* [What to work on]
(a) Using the gibberellic acid text, answer the following:
(i) In what country and year was gibberellic acid first identified?
(ii) In what range of concentrations is it usually used?
(iii) In which valleys is it used as a growth regulator in the cherry industry?
(b) Quote the gibberellic acid text word for word, from "Gibberellins have a" up to and including "seed germination rates.".

Gibberellic acid (also called gibberellin A3 or GA_{3}) is a hormone found in plants and fungi. Its chemical formula is C_{19}H_{22}O_{6}. When purified, it is a white to pale-yellow solid.

Plants in their normal state produce large amounts of GA3. It is possible to produce the hormone industrially using microorganisms. Gibberellic acid is a simple gibberellin, a pentacyclic diterpene acid promoting growth and elongation of cells. It affects decomposition of plants and helps plants grow if used in small amounts, but eventually plants develop tolerance to it. GA stimulates the cells of germinating seeds to produce mRNA molecules that code for hydrolytic enzymes. Gibberellic acid is a very potent hormone whose natural occurrence in plants controls their development. Since GA regulates growth, applications of very low concentrations can have a profound effect while too much will have the opposite effect. It is usually used in concentrations between 0.01 and 10 mg/L.

GA was first identified in Japan in 1926, as a metabolic by-product of the plant pathogen Gibberella fujikuroi (thus the name), which afflicts rice plants. Fujikuroi-infected plants develop bakanae ("foolish seedling"), which causes them to rapidly elongate beyond their normal adult height. The plants subsequently lodge due to lack of support, and die.

Gibberellins have a number of effects on plant development. They can stimulate rapid stem and root growth, induce mitotic division in the leaves of some plants, and increase seed germination rates.

==Uses==
Gibberellic acid is sometimes used in laboratory and greenhouse settings to trigger germination in seeds that would otherwise remain dormant. It is also widely used in the grape-growing industry as a hormone to induce the production of larger bunches and bigger grapes, especially Thompson seedless grapes. In the Okanagan and Creston valleys, it is also used as a growth regulator in the cherry industry.

* [Information provided]

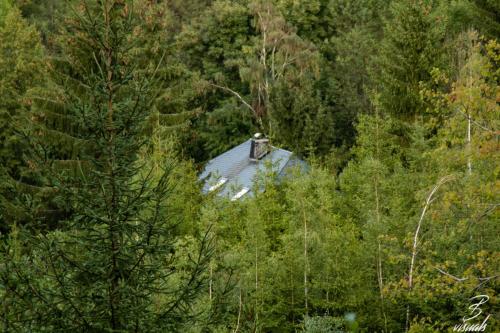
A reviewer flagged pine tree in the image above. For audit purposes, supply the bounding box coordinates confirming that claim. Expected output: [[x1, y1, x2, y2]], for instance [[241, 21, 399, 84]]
[[1, 0, 208, 332], [0, 7, 46, 231], [371, 0, 446, 120]]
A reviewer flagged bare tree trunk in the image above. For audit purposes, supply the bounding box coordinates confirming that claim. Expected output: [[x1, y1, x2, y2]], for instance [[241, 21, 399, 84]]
[[377, 240, 388, 332], [406, 176, 453, 332], [467, 113, 472, 175]]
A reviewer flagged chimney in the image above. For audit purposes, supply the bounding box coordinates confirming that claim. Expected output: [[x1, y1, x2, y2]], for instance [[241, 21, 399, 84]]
[[250, 133, 270, 161]]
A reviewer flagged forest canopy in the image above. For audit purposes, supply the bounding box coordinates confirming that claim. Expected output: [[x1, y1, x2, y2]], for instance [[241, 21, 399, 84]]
[[0, 0, 500, 333]]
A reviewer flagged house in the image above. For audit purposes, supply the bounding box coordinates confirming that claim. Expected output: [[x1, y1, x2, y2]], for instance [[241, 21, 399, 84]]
[[200, 133, 305, 201]]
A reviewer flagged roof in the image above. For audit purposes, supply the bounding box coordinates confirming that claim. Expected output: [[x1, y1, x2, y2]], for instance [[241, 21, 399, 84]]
[[200, 139, 304, 200]]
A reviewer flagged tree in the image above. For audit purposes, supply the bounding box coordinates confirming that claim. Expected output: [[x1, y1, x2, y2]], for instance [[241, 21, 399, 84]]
[[1, 0, 209, 332]]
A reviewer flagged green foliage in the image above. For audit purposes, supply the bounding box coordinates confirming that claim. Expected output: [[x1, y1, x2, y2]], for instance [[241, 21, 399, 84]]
[[0, 8, 46, 231], [372, 0, 447, 119], [0, 2, 210, 332], [0, 0, 500, 333]]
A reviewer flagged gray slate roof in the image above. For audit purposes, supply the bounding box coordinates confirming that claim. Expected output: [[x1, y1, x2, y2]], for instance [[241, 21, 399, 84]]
[[200, 139, 304, 198]]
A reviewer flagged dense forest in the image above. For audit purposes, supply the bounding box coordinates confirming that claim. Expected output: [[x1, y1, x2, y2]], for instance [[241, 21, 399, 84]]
[[0, 0, 500, 333]]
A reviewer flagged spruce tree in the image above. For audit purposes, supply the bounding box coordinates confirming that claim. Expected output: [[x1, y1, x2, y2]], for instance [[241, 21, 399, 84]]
[[0, 0, 209, 332], [0, 2, 46, 228], [372, 0, 445, 120]]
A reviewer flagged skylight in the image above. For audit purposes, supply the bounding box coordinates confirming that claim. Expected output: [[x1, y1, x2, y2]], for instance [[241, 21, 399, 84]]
[[231, 187, 250, 201]]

* [Exercise responses]
(a)
(i) Japan, in 1926.
(ii) Between 0.01 and 10 mg/L.
(iii) The Okanagan and Creston valleys.

(b)
Gibberellins have a number of effects on plant development. They can stimulate rapid stem and root growth, induce mitotic division in the leaves of some plants, and increase seed germination rates.